━━ Extrait présenté

Les liens santé/ biodiversité

publié le 07/09/2021 | par Corinne Lepage

Le sujet de la biodiversité est dans l’actualité à plus d’un titre. Les mégafeux de l’été, les phénomènes extrêmes rencontrés au Canada avec des températures de plus de 50° et en Europe avec les inondations catastrophiques d’Allemagne et de Belgique ont mis en lumière pour ce qui en aura encore douté les effets redoutables du dérèglement climatique. Les effets ont été également dévastateurs pour les espèces animales et végétales et, pour ne prendre que le cas de la France, l’incendie du Var a été dramatique pour la réserve naturelle ravagée par les flammes. La tenue du congrès mondial de l’UICN à Marseille puis de la COP 15 (équivalent pour la biodiversité des COP climat) à Kunming en novembre puis en avril 2022 sont autant d’occasion de partager les connaissances sur un état des lieux catastrophiques et surtout de mettre en place enfin des mesures contraignantes non seulement de préservation mais également de reconquête des habitats détériorés.

Les liens entre climat et biodiversités sont désormais parfaitement acquis. Il conviendrait qu’il en aille de même des rapports entre la santé et la biodiversité.

━━━━
━━ Informations fournies

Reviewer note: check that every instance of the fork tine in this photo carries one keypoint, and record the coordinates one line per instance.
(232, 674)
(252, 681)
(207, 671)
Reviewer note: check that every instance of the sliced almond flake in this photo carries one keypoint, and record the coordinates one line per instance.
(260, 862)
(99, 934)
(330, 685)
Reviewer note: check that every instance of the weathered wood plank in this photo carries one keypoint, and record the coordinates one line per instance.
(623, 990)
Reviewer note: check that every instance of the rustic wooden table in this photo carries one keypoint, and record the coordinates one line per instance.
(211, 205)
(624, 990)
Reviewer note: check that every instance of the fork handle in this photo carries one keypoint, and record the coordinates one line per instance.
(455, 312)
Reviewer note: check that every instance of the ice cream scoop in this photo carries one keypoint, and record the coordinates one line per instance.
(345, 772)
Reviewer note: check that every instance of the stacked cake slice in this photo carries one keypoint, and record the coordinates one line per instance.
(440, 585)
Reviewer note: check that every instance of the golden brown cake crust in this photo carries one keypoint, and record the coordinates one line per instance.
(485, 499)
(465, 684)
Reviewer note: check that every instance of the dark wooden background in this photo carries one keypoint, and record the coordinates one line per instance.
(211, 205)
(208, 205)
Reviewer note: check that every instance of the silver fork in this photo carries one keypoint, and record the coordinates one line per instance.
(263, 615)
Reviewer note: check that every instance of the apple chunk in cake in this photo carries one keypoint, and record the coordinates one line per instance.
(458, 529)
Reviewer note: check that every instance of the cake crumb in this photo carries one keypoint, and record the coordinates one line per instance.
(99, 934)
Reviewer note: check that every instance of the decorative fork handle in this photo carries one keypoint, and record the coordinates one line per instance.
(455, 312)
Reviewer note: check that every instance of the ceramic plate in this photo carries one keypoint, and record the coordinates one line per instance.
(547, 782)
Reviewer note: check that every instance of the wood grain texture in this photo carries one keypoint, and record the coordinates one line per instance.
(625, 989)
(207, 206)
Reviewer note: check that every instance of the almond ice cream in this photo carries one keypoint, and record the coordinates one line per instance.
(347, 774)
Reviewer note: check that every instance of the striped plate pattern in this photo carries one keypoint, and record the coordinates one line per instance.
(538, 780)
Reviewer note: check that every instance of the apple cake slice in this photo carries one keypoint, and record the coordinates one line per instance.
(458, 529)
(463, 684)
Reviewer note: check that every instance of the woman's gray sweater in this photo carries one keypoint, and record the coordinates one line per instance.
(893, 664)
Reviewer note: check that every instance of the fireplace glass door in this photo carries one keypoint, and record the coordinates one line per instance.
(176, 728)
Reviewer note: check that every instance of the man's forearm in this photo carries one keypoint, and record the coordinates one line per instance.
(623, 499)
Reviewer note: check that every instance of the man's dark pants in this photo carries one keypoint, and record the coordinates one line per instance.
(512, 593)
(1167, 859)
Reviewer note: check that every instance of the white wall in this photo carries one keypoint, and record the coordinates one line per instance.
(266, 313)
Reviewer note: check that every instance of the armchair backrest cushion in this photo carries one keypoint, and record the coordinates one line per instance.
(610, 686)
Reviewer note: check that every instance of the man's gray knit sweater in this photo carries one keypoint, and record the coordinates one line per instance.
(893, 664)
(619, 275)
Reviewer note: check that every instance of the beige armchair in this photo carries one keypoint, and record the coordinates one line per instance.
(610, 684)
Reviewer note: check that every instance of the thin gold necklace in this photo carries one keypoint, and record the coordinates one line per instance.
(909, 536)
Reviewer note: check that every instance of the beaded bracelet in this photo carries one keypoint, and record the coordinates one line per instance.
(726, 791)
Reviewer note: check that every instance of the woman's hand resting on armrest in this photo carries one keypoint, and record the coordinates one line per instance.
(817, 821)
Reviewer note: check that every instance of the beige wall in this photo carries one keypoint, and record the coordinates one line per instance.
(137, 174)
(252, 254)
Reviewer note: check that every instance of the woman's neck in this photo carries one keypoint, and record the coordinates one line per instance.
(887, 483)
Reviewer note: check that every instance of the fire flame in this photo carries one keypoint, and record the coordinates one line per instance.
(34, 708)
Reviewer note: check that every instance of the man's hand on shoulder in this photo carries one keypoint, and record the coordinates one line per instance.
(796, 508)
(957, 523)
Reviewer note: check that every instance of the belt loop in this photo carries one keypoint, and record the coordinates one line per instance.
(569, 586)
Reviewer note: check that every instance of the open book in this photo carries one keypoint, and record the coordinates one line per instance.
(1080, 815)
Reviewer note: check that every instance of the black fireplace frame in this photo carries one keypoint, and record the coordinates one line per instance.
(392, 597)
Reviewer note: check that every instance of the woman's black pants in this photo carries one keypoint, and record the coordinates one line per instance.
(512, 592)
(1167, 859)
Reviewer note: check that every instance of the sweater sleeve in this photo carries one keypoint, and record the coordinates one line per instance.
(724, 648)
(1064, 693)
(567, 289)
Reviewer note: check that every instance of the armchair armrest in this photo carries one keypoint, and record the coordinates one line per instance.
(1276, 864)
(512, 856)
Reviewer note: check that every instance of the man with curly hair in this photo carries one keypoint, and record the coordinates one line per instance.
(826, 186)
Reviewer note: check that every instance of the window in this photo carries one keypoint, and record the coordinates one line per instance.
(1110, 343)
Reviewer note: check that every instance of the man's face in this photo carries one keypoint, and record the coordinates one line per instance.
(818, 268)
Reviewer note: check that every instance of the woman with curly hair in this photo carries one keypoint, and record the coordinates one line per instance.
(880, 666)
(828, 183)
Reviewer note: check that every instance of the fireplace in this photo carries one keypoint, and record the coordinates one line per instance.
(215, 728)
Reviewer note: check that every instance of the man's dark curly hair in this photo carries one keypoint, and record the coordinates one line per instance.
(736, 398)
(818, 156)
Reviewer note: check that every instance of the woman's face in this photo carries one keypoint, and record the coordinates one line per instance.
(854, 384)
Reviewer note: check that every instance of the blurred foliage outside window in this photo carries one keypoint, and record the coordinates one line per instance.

━━━━

**Consigne 1:**
Répondez à partir de l'extrait sur la santé et la biodiversité :
(a) Quelles températures ont été atteintes au Canada ?
(b) Dans quelle ville se tient la COP 15 ?
(c) Quels liens l'auteure juge-t-elle désormais parfaitement acquis ?
**Consigne 2:**
Reproduisez tout ce qui va de « Les liens entre » jusqu'à « et la biodiversité. » dans l'extrait sur la santé et la biodiversité.
**Consigne 3:**
Donnez la suite du texte sur les liens entre santé et biodiversité, en reprenant après sa dernière phrase.
Ces enregistrements forment un matériau indépendant de l'extrait.

**Réponse rédigée 1:**
(a) Plus de 50°.
(b) À Kunming.
(c) Les liens entre climat et biodiversités.

**Réponse rédigée 2:**
Les liens entre climat et biodiversités sont désormais parfaitement acquis. Il conviendrait qu’il en aille de même des rapports entre la santé et la biodiversité.

**Réponse rédigée 3:**
La pandémie de covid 19 a été l’occasion de mettre en lumière les liens entre perte de biodiversité, zoonoses, et pandémies .L’IPBES prévient dans un rapport publié en octobre 2020 que « des pandémies apparaîtront plus rapidement , causeront plus dommages à l’économie et tueront plus de personnes que le virus actuel. »

Les experts soulignent que 70 % des maladies émergentes et presque toutes les pandémies communes sont des zoonoses ; ils estiment à 1,7 million le nombre de virus non découverts actuellement présents chez les mammifères et les oiseaux dont plus de 600 000 pourraient avoir la capacité d’infecter les humains. La Fondation pour la recherche sur la biodiversité souligne la corrélation entre la perte de biodiversité à toute allure (1 million d’espèces vivantes menacées) et l’apparition de 35 nouvelles maladies chaque année. Or, la destruction des milieux naturels et le changement d’usage des sols sont des facteurs de développement des zoonoses. « Si l’habitat d’une espèce et ses ressources alimentaires s’amenuisent, elles peuvent être amenées à se rapprocher de l’homme ce qui facilite le passage d’agents pathogènes de l’animal à l’humain » (Hélène Soubelet directrice de la fondation pour la recherche de la biodiversité in Essentiel santé magazine 15 mars 2021).

Les pratiques agricoles jouent également un rôle important dans l’émergence des nouvelles maladies infectieuses et en particulier l’élevage intensif . La promiscuité et le stress diminuent l’immunité, l’absence d’accès à une alimentation diversifiée , une érosion génétique chez les animaux sont autant de facteurs conduisant à une diffusion extrêmement rapide des pathologies.

Le réchauffement climatique lui-même influence également les espèces et la diffusion de certaines zoonoses en particulier celles qui sont dues aux moustiques et qui augmentent avec la température.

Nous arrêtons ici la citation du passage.